▶ [TASK STATEMENT]: Find every line in the records below that contains the word "mushroom", and copy each of those lines out.

--- RECORDED INFORMATION ---

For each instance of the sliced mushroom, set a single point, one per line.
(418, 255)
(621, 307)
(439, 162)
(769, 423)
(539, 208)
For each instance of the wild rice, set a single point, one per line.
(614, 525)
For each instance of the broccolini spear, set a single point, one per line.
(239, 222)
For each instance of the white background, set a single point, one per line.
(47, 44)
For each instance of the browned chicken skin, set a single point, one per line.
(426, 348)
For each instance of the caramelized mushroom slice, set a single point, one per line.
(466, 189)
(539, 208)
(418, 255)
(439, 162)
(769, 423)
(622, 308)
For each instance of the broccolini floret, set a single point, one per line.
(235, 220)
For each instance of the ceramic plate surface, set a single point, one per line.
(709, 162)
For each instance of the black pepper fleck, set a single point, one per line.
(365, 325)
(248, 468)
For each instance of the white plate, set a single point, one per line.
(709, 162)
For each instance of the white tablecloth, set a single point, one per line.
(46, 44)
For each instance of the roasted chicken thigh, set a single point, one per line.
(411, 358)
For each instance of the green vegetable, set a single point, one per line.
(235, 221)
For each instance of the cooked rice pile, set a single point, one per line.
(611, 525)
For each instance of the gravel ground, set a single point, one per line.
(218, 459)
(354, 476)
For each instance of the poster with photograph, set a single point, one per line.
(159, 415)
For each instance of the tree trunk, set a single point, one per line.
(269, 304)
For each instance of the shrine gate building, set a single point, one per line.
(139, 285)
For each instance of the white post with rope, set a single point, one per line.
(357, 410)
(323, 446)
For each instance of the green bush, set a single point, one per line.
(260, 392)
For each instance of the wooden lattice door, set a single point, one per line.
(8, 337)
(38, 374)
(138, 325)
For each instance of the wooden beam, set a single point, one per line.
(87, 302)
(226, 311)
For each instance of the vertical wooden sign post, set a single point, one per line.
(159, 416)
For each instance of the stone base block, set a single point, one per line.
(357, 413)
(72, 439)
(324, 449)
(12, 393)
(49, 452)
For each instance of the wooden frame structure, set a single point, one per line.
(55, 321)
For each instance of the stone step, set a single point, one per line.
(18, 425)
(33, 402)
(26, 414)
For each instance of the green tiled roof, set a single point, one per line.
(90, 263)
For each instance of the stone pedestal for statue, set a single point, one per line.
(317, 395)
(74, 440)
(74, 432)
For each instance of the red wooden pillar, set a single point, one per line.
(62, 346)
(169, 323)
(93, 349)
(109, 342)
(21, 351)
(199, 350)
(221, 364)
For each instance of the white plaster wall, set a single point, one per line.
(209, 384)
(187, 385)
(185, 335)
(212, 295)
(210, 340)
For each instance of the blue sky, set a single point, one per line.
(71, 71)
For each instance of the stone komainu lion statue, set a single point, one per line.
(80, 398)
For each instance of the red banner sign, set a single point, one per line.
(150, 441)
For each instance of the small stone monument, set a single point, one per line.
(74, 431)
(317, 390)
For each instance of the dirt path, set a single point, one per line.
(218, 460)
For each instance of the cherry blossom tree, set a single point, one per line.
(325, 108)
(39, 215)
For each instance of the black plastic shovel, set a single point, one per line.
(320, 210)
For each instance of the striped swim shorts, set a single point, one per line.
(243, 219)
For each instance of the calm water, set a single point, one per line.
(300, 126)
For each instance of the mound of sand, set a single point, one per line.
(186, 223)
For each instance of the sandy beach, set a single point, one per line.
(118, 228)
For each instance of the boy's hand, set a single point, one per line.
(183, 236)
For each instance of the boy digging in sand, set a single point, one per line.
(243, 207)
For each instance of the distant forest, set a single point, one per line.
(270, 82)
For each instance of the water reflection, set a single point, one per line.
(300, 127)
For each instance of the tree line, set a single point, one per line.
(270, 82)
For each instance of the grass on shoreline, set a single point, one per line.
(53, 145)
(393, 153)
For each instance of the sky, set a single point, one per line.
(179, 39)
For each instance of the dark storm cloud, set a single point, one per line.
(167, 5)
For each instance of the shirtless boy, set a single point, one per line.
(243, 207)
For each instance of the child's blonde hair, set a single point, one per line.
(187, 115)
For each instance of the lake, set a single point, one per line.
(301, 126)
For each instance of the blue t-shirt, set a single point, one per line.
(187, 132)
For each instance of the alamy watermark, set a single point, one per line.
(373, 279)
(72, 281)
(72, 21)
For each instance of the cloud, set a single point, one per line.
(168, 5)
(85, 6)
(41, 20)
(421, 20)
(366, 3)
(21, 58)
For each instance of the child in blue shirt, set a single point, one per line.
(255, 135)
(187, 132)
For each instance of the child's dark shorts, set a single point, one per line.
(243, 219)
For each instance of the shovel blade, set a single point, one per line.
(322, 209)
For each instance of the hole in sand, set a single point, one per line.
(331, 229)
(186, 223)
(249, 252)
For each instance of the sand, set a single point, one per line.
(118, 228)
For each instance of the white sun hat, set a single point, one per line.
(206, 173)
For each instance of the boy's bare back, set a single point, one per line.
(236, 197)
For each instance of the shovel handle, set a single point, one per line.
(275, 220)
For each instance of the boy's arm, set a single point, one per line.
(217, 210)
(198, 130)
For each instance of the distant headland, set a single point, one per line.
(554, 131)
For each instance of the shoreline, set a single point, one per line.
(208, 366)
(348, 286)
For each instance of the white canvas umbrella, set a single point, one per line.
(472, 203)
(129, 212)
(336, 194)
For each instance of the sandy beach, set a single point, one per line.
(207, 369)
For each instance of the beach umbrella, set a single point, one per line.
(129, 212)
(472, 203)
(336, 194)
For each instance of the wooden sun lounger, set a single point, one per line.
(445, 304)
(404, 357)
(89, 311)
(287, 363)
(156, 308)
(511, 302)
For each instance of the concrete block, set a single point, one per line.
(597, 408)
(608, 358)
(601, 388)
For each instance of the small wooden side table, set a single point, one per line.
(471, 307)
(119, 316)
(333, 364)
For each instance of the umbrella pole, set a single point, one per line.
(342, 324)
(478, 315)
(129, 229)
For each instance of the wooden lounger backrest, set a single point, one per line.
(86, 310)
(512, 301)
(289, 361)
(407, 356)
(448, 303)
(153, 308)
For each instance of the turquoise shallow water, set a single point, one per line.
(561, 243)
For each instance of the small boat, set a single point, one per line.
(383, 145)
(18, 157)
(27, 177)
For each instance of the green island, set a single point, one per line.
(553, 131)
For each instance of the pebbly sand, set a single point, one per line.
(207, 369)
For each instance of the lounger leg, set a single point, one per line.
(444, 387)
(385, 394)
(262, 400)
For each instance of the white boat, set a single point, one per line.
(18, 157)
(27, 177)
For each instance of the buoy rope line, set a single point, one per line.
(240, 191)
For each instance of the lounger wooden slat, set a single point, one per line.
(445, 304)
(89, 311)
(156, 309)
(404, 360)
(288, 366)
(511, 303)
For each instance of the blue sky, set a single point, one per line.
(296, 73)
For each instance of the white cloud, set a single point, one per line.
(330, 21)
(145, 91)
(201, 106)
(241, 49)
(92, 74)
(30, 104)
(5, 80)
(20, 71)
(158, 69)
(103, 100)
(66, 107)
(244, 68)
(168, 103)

---
--- RECORDED INFORMATION ---

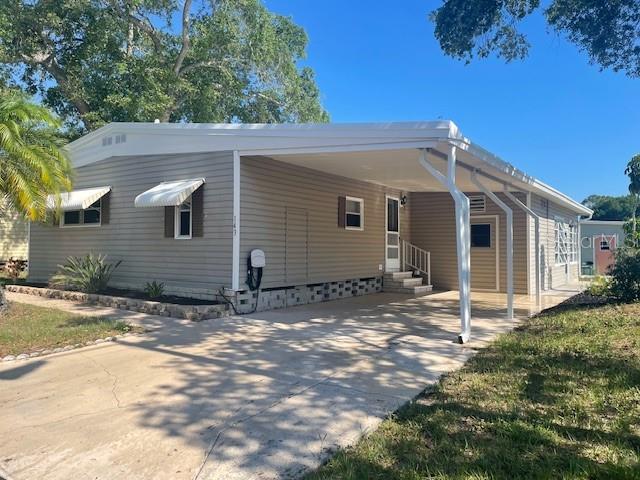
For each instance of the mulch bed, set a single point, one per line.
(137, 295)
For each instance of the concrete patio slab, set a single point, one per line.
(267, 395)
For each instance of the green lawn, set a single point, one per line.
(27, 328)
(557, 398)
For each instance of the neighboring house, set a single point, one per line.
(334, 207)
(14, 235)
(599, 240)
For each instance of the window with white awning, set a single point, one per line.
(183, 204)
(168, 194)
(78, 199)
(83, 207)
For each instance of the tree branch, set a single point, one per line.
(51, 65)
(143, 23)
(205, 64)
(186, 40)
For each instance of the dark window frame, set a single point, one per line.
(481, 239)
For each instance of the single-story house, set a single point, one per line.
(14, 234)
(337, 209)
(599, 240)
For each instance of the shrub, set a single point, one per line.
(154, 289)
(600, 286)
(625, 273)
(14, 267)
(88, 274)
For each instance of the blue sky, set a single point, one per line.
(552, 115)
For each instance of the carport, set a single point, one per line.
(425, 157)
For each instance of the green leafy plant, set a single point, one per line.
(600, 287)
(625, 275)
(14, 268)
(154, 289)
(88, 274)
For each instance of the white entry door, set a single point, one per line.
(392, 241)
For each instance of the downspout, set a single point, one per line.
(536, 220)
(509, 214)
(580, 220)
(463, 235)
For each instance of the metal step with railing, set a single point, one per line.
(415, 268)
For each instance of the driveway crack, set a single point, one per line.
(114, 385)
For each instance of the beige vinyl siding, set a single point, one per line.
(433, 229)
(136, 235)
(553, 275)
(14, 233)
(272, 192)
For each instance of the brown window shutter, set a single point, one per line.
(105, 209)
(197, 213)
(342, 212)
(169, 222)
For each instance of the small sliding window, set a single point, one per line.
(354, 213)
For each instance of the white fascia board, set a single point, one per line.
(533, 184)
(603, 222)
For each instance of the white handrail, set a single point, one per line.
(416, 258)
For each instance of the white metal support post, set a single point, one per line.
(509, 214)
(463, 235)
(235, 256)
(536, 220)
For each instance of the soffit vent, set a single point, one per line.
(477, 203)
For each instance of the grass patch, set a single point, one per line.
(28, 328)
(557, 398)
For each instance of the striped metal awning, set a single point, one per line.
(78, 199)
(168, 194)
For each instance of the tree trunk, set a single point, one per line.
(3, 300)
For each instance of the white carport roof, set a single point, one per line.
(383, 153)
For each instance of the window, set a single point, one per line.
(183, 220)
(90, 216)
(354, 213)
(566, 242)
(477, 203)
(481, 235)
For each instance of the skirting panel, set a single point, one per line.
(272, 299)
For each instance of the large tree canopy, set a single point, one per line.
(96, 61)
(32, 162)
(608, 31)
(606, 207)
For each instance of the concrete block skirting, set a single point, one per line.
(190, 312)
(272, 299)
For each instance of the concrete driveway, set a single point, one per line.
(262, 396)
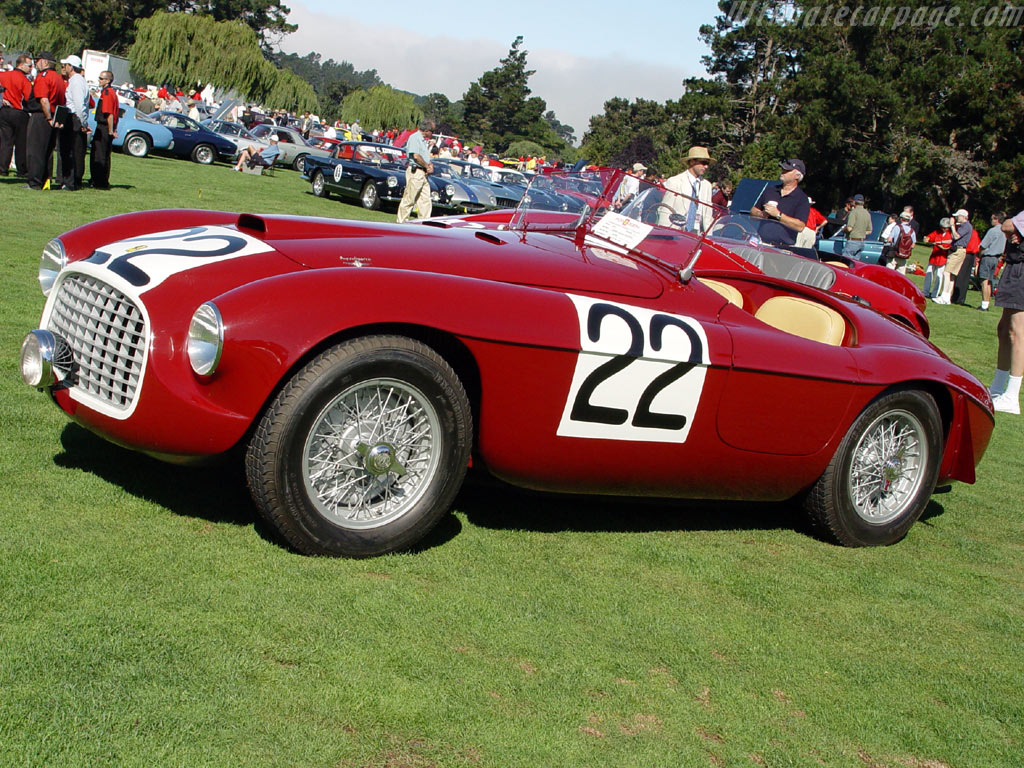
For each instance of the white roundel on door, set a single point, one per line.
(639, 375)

---

▶ [FULL RESPONSE]:
For each instance of the sliced mushroom, set a single point, one per line.
For each instance of the caramelized mushroom slice, set a single point, one per line.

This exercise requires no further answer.